**EXERCISE REQUIREMENTS**
Reproduce the entries below word for word, from the line containing "Where can you spot the ceiling" up to and including the final line of the entries.

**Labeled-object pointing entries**
## Begin
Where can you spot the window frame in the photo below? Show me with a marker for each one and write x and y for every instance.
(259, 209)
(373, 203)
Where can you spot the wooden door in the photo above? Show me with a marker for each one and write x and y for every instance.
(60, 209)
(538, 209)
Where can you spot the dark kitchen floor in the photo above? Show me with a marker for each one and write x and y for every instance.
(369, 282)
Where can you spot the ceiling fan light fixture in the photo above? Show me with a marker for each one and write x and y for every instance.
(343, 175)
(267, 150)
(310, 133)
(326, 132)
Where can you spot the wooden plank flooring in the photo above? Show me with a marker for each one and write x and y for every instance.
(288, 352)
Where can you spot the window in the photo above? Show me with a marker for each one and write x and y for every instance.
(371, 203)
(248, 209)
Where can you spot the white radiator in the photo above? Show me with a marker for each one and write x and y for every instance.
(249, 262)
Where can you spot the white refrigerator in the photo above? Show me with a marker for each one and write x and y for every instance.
## End
**WRITTEN SOLUTION**
Where can you spot the ceiling fan light fixture in the photo above? Show me with a marker for each one and write x and y for every instance.
(343, 175)
(267, 150)
(310, 133)
(326, 132)
Where can you spot the wooden plank flooring in the photo above? Show me with a marker for each one and write x and y for every instance.
(288, 352)
Where can you spot the window in the photo above? Show me with a marker for each one and write x and y for every instance.
(371, 203)
(248, 209)
Where can you spot the white radiator in the photo above? Show me with a marker for each one and write x and y for every instance.
(249, 262)
Where can you spot the white refrigerator in the photo above? Show me with a marker for each one and write x and y for every instance.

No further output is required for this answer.